= Reading passage =

□ □ □ □ □ □ □

Reflections on Paris: Fundamentalism and the End of Reason


On September 11, 2001, they said that the world as we know it had changed. On November 13, 2015, that statement was proven once again.

I don’t know how to react to this. I want to scream and faint. I want to run up the wall and smash through the ceiling. I want to lie very, very still.

I could say so much about the brainwashing of humanity, about the insanity of religion – of how man is too flawed to deserve God – of how we have solidified a self-fulfilling apocalyptic story that was derived from and will be seen through by misguided fundamentalist, monotheistic faiths; for when there is ONE god, then MY god must be better than YOUR god… and from such judgment hatred and violence run rampant. Whatever happened to a universal God that would never, ever agree with any of this? Whatever happened to reason and compassion and love? Why has no one stopped to consider that the Abrahamic faiths are literally derived from the same sands of the same desert and that the Allah/Yahweh/God that each worship is one and the same?

□ □ □ □ □ □ □

= Data section =
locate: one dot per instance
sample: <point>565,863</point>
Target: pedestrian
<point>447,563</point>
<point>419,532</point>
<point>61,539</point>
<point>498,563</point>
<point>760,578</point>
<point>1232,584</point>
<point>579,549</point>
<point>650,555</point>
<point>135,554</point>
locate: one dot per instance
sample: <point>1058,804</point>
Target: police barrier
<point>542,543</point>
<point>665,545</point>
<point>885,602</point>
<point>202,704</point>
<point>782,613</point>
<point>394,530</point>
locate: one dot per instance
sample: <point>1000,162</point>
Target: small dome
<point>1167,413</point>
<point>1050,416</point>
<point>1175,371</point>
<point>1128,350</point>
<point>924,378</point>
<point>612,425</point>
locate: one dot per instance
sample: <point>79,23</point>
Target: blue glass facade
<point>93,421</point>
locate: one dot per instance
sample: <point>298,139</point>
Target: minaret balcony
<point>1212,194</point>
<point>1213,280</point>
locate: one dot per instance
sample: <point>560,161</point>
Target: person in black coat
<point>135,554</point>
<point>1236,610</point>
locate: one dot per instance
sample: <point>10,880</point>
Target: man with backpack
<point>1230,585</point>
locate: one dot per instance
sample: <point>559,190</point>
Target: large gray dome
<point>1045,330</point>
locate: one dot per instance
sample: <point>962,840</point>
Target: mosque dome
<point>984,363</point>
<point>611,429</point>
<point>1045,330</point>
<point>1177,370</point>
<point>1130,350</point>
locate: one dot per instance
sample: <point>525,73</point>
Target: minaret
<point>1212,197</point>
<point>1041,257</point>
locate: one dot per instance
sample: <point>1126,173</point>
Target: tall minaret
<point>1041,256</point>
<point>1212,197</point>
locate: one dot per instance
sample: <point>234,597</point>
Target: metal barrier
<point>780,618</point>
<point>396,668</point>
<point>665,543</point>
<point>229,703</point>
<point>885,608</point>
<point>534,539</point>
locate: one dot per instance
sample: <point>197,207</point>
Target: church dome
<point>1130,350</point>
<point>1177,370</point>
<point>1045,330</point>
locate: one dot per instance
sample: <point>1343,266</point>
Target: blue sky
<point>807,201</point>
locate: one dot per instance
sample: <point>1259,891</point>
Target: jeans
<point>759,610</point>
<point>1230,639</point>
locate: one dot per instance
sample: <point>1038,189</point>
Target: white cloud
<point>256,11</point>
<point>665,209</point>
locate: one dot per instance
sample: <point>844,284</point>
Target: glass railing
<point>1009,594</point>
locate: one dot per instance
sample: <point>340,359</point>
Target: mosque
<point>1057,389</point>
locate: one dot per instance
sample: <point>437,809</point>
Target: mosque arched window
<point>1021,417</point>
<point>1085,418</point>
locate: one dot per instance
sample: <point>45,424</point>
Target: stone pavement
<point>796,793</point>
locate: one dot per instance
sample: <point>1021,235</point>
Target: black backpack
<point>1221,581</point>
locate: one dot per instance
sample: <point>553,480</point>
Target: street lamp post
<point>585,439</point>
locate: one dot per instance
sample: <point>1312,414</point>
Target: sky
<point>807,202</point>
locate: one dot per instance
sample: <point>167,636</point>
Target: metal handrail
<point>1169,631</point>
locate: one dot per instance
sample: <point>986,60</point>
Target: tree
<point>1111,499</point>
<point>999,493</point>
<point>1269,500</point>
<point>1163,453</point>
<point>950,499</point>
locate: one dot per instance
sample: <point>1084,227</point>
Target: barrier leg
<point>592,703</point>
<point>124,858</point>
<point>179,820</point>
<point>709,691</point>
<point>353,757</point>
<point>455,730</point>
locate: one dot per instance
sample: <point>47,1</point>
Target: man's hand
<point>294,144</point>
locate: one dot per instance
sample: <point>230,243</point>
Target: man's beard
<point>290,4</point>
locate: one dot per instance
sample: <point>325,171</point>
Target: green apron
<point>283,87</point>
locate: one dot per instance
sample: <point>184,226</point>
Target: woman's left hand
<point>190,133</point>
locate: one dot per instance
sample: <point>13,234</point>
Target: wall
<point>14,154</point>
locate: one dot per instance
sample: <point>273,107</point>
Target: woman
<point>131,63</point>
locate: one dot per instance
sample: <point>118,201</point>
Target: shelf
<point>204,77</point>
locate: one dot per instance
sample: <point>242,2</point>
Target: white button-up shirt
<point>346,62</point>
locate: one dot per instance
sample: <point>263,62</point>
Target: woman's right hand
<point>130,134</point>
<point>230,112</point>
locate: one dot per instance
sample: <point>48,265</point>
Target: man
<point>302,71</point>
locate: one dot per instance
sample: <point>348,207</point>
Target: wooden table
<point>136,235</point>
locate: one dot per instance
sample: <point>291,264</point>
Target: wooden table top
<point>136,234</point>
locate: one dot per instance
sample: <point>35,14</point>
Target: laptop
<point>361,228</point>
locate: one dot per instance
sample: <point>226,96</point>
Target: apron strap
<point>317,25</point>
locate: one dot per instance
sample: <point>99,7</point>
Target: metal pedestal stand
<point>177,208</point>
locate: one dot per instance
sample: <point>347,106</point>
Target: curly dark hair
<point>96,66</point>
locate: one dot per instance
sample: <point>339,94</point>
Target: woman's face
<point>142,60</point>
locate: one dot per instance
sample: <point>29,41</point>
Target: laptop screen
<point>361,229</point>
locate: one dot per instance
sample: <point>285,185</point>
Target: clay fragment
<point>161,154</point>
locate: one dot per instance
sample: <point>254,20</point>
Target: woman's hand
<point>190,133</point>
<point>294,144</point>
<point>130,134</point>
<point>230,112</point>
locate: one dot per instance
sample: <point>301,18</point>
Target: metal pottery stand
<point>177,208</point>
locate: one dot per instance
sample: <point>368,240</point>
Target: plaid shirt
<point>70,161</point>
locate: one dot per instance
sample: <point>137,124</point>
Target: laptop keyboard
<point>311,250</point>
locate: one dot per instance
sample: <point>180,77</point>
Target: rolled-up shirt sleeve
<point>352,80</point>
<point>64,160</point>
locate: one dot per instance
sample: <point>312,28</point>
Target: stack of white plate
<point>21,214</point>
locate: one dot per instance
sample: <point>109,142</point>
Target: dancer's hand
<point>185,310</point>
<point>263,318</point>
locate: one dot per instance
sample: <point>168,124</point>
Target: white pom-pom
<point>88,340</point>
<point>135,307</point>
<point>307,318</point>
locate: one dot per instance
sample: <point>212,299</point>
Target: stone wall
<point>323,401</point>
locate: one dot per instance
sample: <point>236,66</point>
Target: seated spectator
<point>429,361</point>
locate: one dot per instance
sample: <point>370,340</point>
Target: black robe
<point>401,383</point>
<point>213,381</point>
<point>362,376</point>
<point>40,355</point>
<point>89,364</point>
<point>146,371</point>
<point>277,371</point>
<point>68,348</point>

□ □ □ □ □ □ □

= Task to carry out =
Copy the reflection on Paris, fundamentalism and reason word for word, title included.

= Output of the exercise =
Reflections on Paris: Fundamentalism and the End of Reason


On September 11, 2001, they said that the world as we know it had changed. On November 13, 2015, that statement was proven once again.

I don’t know how to react to this. I want to scream and faint. I want to run up the wall and smash through the ceiling. I want to lie very, very still.

I could say so much about the brainwashing of humanity, about the insanity of religion – of how man is too flawed to deserve God – of how we have solidified a self-fulfilling apocalyptic story that was derived from and will be seen through by misguided fundamentalist, monotheistic faiths; for when there is ONE god, then MY god must be better than YOUR god… and from such judgment hatred and violence run rampant. Whatever happened to a universal God that would never, ever agree with any of this? Whatever happened to reason and compassion and love? Why has no one stopped to consider that the Abrahamic faiths are literally derived from the same sands of the same desert and that the Allah/Yahweh/God that each worship is one and the same?